╔══
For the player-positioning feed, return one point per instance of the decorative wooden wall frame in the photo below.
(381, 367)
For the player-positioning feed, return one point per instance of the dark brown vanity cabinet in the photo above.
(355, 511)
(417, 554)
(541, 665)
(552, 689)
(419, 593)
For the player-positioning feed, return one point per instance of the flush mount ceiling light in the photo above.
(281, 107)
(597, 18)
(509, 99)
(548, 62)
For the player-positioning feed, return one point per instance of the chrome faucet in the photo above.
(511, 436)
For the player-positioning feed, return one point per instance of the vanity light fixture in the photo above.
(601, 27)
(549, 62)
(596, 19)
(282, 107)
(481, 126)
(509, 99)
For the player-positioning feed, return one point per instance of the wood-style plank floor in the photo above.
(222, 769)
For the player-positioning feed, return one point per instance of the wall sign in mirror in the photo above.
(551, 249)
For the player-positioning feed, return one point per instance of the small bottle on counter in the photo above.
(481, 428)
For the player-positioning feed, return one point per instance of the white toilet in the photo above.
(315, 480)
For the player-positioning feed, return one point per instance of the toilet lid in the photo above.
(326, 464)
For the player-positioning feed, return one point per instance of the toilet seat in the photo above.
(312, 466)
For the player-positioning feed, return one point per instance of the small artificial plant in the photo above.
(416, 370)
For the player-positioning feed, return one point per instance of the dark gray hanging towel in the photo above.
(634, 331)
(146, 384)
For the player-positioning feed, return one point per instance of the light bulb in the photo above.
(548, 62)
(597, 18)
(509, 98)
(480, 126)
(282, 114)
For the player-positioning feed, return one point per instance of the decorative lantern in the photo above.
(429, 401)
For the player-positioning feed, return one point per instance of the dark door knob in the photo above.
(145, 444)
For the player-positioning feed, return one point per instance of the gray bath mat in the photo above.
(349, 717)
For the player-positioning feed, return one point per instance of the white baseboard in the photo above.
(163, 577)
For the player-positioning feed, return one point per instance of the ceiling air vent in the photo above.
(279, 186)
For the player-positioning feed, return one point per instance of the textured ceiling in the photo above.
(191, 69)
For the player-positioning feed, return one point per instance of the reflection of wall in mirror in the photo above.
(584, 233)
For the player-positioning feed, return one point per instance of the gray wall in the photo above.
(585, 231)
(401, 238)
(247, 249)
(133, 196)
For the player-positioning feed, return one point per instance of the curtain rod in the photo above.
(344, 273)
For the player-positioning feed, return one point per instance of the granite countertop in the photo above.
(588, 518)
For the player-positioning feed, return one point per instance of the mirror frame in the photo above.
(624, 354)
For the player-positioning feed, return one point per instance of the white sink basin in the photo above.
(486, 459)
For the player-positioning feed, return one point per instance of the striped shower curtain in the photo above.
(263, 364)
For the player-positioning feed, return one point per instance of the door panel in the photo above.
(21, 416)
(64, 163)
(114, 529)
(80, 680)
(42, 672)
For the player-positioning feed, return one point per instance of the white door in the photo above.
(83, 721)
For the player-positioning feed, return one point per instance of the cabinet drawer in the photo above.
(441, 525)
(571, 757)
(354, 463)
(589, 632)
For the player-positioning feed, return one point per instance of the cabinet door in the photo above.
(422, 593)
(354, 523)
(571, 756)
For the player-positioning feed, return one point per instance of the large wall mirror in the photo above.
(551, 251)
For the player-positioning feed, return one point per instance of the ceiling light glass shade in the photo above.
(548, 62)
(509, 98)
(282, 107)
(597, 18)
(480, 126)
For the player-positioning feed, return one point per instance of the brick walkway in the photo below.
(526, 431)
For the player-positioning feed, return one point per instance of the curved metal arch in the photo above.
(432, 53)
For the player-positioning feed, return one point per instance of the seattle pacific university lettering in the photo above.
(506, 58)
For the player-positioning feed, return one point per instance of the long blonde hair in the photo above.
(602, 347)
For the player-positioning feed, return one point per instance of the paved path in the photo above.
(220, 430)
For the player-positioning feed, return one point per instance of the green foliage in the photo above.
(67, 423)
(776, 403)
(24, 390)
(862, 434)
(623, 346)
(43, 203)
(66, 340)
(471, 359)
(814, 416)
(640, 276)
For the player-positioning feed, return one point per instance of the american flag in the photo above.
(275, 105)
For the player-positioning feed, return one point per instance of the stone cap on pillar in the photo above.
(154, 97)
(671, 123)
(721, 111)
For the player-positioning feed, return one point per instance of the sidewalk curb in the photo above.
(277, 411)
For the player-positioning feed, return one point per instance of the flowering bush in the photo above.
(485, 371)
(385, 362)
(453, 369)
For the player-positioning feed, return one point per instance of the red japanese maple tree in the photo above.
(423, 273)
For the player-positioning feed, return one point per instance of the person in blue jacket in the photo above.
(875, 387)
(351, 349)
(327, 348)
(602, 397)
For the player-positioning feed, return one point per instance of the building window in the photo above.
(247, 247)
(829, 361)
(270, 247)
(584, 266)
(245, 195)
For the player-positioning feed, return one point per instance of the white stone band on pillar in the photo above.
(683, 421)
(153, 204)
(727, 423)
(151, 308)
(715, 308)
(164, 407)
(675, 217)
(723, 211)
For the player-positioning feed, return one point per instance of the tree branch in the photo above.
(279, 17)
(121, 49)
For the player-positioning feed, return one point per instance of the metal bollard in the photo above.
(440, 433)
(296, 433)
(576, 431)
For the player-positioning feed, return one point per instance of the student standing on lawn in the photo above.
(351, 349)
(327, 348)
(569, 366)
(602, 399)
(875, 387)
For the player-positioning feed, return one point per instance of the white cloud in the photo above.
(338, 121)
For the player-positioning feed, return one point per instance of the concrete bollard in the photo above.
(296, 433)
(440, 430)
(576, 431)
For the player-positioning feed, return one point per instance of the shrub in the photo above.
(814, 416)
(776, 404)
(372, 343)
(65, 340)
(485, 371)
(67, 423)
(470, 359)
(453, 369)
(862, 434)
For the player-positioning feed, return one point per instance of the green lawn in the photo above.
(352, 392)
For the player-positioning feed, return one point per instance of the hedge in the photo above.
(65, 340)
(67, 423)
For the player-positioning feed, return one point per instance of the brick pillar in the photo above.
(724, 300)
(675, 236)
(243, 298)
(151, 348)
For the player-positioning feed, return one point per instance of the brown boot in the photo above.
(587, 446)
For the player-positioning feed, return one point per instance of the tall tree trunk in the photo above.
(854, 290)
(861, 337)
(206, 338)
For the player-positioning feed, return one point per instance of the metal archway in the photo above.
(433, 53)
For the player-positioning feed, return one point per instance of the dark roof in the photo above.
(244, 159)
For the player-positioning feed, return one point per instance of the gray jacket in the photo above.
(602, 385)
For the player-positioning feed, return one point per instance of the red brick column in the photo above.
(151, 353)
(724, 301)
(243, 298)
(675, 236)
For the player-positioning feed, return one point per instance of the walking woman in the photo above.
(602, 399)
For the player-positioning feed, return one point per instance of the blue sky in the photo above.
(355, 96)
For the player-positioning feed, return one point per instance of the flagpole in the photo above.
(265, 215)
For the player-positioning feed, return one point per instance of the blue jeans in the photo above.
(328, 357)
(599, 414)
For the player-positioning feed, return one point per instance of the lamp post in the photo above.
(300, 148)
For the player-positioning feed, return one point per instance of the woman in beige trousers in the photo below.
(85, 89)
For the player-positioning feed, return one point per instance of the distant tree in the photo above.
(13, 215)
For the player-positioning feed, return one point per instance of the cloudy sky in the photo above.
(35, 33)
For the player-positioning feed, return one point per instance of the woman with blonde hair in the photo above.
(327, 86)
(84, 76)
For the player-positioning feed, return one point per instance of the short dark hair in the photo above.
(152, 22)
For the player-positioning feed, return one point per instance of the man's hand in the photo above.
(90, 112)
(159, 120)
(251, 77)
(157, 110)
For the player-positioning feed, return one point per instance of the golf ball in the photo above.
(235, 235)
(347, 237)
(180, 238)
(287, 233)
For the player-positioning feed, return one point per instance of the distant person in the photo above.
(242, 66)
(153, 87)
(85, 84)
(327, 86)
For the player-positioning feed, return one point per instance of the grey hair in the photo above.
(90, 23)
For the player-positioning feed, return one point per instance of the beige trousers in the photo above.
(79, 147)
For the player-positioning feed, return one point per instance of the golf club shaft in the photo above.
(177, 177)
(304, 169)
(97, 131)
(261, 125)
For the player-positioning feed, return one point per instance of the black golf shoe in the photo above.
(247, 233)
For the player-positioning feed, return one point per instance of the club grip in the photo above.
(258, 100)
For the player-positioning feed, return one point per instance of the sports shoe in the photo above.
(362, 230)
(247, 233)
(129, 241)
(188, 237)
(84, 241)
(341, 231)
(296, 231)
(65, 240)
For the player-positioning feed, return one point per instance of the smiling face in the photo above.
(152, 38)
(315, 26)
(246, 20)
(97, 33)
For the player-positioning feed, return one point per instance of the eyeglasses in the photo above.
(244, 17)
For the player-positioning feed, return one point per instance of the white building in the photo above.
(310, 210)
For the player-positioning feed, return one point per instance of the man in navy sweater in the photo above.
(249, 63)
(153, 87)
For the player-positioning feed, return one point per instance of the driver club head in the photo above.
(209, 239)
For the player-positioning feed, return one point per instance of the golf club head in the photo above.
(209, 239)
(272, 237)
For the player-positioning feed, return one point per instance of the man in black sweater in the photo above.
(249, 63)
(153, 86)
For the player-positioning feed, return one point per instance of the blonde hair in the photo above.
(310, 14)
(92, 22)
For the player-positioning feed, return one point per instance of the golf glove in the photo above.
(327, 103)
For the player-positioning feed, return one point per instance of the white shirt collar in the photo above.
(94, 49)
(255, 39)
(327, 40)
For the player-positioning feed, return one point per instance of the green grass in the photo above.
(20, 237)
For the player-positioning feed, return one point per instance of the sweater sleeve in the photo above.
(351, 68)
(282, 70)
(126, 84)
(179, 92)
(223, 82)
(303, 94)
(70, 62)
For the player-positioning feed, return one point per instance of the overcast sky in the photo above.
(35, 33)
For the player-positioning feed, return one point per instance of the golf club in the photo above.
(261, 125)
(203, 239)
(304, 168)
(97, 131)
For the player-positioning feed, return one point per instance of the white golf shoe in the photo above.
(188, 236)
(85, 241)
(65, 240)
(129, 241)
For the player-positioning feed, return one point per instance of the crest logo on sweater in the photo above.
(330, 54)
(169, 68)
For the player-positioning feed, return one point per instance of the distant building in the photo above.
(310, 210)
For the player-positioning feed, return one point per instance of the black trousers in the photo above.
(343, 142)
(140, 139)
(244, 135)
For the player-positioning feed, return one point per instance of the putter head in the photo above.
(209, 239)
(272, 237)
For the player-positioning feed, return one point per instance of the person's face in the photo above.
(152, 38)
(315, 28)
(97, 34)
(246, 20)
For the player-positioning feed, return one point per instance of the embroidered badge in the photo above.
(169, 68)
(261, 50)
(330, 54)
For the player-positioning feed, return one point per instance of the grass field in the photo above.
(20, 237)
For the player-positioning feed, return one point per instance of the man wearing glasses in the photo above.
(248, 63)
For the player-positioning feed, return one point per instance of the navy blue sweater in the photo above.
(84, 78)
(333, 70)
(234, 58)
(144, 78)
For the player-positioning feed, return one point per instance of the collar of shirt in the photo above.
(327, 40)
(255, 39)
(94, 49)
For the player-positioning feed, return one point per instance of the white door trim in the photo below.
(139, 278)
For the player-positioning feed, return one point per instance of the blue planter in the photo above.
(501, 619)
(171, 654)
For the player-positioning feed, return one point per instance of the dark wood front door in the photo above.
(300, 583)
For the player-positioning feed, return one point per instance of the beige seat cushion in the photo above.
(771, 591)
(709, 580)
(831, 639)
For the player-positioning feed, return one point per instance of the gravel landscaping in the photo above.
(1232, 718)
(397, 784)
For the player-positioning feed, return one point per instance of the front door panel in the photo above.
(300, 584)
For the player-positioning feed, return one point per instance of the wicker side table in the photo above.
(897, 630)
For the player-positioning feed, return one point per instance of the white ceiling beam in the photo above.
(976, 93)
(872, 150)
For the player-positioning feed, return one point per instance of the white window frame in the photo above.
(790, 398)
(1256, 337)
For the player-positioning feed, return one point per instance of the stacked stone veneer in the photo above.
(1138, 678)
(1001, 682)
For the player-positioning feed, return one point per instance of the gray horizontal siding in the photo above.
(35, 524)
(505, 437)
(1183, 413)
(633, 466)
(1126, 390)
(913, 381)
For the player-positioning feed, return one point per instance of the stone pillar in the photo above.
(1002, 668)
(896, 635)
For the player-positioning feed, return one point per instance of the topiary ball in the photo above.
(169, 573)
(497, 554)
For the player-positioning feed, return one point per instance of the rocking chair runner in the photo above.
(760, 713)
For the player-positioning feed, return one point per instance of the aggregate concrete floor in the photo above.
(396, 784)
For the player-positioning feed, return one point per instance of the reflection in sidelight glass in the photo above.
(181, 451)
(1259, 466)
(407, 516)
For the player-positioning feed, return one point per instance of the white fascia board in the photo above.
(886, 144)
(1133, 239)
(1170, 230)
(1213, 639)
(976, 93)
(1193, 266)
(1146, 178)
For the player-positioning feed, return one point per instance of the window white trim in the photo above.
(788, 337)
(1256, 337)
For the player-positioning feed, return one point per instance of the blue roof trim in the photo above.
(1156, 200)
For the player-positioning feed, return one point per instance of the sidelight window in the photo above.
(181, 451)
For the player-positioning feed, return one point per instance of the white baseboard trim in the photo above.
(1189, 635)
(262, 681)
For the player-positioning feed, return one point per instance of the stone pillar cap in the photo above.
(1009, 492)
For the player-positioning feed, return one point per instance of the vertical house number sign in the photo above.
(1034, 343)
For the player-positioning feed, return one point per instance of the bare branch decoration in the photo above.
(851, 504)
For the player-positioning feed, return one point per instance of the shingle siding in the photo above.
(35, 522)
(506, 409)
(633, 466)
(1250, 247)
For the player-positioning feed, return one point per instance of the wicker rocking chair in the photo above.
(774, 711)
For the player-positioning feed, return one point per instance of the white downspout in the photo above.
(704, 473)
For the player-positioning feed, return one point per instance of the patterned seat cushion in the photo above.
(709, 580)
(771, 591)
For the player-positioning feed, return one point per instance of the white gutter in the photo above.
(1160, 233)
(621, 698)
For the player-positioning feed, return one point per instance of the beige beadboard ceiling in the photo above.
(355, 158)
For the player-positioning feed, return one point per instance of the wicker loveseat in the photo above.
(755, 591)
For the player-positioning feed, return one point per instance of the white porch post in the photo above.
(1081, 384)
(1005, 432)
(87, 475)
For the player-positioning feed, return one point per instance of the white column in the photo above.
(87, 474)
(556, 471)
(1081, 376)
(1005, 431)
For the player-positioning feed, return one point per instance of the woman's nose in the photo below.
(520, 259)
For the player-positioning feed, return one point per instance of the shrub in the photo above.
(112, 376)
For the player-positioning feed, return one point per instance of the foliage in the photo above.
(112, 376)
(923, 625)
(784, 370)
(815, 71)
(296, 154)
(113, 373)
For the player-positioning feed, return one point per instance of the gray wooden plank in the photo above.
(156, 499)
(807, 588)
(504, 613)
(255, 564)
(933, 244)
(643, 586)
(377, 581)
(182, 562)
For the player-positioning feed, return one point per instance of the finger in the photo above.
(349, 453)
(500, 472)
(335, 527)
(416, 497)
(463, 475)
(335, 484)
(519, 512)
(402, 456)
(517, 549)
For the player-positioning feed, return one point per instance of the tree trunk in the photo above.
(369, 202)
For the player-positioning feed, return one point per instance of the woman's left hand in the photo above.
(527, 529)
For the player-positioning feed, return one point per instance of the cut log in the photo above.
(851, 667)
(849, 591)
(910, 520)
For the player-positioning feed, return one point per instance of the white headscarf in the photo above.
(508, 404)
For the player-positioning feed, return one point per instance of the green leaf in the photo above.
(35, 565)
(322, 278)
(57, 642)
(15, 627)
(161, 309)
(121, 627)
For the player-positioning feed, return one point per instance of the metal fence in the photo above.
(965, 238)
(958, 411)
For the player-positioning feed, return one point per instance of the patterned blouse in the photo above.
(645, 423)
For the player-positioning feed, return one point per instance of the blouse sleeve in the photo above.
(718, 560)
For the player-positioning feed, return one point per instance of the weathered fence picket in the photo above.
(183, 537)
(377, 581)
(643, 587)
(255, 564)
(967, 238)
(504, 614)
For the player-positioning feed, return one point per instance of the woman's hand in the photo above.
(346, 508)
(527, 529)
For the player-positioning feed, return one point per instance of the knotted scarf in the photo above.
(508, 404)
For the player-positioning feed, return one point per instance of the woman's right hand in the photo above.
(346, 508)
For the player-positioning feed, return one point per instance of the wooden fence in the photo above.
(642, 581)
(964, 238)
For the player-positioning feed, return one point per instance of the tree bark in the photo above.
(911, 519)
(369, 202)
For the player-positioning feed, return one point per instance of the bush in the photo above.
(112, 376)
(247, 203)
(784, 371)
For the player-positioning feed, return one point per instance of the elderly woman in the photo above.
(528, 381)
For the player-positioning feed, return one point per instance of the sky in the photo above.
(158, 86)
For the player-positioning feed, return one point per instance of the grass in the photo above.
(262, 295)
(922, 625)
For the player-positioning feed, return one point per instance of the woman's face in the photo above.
╚══
■ GOAL ■
Extract every line from the one containing "knotted scarf in the photo above." to the end of the entries, including both of those lines, exactly as given and with nothing added.

■ TASK OUTPUT ■
For the player-positioning feed, return one point per instance of the knotted scarf in the photo above.
(508, 404)
For the player-positioning feed, return one point per instance of the woman's right hand in the photo above.
(346, 508)
For the player-positioning feed, return one point per instance of the wooden fence in the photo above.
(642, 581)
(964, 238)
For the player-positioning feed, return one point per instance of the tree bark in the photo above.
(911, 519)
(369, 202)
For the player-positioning feed, return one point per instance of the bush in the photo above.
(112, 376)
(247, 203)
(784, 371)
For the player-positioning feed, return one point per instance of the elderly woman in the photo above.
(528, 381)
For the player-positioning feed, return one point per instance of the sky in the photo above.
(158, 86)
For the player-positioning feed, return one point per instance of the grass in the photo above.
(262, 295)
(922, 625)
For the player-positioning feed, return one point per instance of the woman's face in the photo above.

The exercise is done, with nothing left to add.